• _Task prompt_
Repeat, without any change, the entries presented below.

• _Record excerpts_

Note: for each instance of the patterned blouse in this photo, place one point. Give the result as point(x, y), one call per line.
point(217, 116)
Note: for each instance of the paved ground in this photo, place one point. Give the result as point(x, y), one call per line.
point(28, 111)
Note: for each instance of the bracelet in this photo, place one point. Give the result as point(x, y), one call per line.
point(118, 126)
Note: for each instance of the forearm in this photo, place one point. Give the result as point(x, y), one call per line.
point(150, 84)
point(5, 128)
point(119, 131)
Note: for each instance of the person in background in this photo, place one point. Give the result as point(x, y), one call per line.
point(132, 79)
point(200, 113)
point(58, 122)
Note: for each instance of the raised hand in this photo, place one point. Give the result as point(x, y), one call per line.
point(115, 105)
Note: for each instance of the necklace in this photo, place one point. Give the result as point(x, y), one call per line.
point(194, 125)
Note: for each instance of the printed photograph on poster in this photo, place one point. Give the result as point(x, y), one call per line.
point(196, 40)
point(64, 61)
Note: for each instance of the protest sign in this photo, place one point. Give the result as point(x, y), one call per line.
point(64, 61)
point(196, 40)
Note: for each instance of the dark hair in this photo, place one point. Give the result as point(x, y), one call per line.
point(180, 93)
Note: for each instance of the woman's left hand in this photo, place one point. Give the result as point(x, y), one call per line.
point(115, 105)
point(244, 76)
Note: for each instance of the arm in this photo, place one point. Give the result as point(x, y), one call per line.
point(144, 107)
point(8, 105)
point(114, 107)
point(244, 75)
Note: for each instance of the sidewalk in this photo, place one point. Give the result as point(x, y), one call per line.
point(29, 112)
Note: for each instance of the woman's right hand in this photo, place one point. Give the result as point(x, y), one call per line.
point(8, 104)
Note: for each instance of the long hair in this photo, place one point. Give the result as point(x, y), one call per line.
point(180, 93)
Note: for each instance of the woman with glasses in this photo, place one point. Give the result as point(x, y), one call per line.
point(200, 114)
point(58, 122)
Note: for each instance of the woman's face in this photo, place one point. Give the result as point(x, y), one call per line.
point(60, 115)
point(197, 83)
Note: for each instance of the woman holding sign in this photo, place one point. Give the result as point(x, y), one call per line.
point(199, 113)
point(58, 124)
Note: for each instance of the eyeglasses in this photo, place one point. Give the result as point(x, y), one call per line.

• _Exercise output_
Note: for each instance of the patterned blouse in this photo, place one point. Give the result as point(x, y), one call per line.
point(217, 116)
Note: for each instance of the paved ground in this photo, place one point. Give the result as point(x, y), one call per line.
point(28, 111)
Note: for each instance of the bracelet in this photo, place one point. Give the result as point(x, y), one call per line.
point(118, 126)
Note: for each instance of the forearm in this photo, place one point. Give the result as point(x, y), one call per line.
point(150, 84)
point(5, 128)
point(119, 131)
Note: for each instance of the person in background in this photo, place one point. Give the result as point(x, y), one call per line.
point(132, 79)
point(200, 113)
point(58, 122)
Note: for each instance of the raised hand in this photo, place one point. Give the result as point(x, y), one call per line.
point(115, 105)
Note: for each instance of the necklace in this photo, place one point. Give the result as point(x, y), one call per line.
point(194, 125)
Note: for each instance of the printed photograph on poster in this photo, place one point. Give the result as point(x, y), one call per line.
point(196, 40)
point(64, 61)
Note: for each instance of the protest sign in this photo, place one point. Give the result as point(x, y), one call per line.
point(64, 61)
point(196, 40)
Note: for each instance of the dark hair in this photo, place one point. Give the result as point(x, y), one call per line.
point(180, 93)
Note: for each instance of the woman's left hand in this photo, place one point. Give the result as point(x, y), one call per line.
point(115, 105)
point(244, 76)
Note: for each instance of the arm in this photo, place one point. Give the result as point(x, y), one call per line.
point(144, 107)
point(8, 105)
point(114, 107)
point(244, 75)
Note: for each instance of the sidewalk in this photo, place one point. Give the result as point(x, y), one call per line.
point(29, 112)
Note: for each instance of the woman's right hand in this photo, place one point. Give the result as point(x, y), one call per line.
point(8, 104)
Note: for each instance of the long hair in this photo, place one point. Give the result as point(x, y), one call per line.
point(180, 93)
Note: for each instance of the woman with glasses in this photo, place one point. Give the result as point(x, y), one call per line.
point(200, 114)
point(58, 122)
Note: for each instance of the woman's face in this photo, place one point. Give the result as point(x, y), one call per line.
point(60, 115)
point(197, 83)
Note: for each instance of the woman holding sign in this photo, place one point. Give the result as point(x, y), one call per line.
point(199, 113)
point(58, 124)
Note: for each instance of the eyeglasses in this photo, place one point. Give the result as point(x, y), one call per line.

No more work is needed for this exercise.